__Goal of the exercise__
In the zoning text, copy the part that opens with the words containing "In a cooling" and closes with "reigniting price pressures.", with "cooling" replaced by "softening".

__Text excerpt__
Preempting single‑family and transit‑area zoning
Surrounding Live Local 4.0 is a set of bills that would extend the same “by‑right, state‑set rules” logic into single‑family neighborhoods, small infill lots, and transit corridors.
- An accessory dwelling unit mandate (SB 48/HB 313) would require all local governments to allow ADUs in every single‑family zone by December 1. The House version would require administrative approvals.
- The Florida Starter Homes Act (SB 948/HB 1143) would create statewide standards for smaller homes on smaller lots and allow up to four units per eligible lot. That change would open the door to missing‑middle housing types in single-family areas.
- A Transit‑Oriented Development Act (HB 1183/SB 1342) would layer new entitlements near permanent transit stops, establishing three TOD tiers near transit and barring local rules that sharply cut allowable heights, floor‑area ratios, or add extra parking and open‑space mandates in the most intense zones.
In a cooling but pricey market, state officials aim to spur housing production where demand remains strongest. Vacancies and slower rent growth create space for new supply to enter without immediately reigniting price pressures.

__Data extract__

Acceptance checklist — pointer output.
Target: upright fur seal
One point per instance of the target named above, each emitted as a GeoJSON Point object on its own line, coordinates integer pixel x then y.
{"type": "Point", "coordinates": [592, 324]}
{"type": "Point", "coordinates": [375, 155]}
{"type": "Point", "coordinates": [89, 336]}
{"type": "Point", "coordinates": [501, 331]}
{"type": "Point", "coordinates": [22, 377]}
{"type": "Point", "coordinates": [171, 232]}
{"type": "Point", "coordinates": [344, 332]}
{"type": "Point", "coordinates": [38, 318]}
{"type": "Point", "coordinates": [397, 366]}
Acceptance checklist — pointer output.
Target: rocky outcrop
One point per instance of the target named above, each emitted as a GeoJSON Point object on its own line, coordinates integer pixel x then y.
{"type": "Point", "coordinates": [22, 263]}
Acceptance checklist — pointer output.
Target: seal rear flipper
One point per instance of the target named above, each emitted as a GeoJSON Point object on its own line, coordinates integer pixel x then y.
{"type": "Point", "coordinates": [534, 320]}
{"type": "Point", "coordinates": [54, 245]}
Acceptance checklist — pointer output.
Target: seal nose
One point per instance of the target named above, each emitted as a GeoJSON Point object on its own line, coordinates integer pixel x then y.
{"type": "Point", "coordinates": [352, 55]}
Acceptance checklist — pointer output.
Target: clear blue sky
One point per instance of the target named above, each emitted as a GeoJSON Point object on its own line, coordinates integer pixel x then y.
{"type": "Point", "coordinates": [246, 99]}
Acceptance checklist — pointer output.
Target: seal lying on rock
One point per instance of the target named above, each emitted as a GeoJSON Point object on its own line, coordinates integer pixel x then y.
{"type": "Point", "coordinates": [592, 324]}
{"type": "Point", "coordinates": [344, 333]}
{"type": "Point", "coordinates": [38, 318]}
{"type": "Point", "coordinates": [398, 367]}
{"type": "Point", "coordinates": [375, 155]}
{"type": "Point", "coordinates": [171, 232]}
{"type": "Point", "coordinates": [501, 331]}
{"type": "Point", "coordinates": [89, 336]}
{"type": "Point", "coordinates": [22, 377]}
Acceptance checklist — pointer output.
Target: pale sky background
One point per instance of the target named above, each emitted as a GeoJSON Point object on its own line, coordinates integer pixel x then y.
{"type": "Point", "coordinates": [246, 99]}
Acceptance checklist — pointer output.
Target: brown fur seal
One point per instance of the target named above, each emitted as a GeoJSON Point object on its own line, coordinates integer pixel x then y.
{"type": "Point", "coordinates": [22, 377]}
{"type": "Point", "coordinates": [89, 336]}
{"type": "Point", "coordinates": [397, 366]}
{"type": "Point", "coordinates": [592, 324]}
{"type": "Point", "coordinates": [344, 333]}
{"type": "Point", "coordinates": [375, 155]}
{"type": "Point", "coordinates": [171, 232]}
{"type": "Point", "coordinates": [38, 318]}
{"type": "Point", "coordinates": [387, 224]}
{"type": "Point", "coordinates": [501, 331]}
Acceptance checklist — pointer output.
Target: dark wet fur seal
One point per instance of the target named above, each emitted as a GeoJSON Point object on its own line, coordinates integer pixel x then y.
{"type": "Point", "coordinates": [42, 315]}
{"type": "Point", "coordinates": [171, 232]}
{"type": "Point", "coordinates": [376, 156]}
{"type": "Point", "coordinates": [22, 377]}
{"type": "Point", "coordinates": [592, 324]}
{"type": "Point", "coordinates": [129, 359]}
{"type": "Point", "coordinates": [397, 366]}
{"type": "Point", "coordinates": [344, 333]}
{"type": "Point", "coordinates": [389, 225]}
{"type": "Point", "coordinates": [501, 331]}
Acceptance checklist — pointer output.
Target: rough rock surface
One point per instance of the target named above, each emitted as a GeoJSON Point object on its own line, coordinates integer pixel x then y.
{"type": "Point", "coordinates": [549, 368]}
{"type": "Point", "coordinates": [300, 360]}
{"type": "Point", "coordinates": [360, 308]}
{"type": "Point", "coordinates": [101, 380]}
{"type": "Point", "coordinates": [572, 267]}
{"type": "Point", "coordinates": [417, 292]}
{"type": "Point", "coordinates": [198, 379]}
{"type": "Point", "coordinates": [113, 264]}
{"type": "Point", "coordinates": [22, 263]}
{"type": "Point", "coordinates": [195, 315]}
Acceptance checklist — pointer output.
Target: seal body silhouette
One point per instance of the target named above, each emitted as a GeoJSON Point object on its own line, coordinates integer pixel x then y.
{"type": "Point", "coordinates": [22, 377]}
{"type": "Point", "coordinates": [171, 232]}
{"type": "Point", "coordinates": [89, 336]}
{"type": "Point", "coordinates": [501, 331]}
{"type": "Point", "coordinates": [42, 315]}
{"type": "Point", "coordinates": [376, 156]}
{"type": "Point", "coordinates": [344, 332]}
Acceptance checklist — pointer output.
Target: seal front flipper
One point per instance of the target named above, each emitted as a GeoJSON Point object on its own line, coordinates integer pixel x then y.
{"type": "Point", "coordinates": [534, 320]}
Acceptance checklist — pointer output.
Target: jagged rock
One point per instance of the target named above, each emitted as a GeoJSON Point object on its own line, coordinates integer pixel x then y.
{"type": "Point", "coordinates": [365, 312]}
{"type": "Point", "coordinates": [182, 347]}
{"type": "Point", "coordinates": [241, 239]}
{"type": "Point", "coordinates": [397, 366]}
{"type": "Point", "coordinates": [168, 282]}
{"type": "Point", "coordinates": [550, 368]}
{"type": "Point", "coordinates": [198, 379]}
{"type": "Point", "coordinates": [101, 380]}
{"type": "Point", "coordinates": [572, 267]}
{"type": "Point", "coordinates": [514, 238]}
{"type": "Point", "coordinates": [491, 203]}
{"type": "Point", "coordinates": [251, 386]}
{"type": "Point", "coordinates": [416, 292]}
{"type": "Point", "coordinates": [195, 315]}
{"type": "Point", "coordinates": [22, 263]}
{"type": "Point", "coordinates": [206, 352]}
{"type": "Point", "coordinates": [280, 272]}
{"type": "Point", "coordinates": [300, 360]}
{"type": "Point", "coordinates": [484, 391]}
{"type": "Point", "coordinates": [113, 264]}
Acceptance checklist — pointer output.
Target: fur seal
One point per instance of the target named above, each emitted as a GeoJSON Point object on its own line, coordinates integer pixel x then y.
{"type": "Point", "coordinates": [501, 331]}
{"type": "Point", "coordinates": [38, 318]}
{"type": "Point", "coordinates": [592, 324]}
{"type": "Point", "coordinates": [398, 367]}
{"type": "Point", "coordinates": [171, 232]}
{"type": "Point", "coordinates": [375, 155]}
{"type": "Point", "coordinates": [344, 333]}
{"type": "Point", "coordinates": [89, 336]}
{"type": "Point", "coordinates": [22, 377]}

__Response below__
In a softening but pricey market, state officials aim to spur housing production where demand remains strongest. Vacancies and slower rent growth create space for new supply to enter without immediately reigniting price pressures.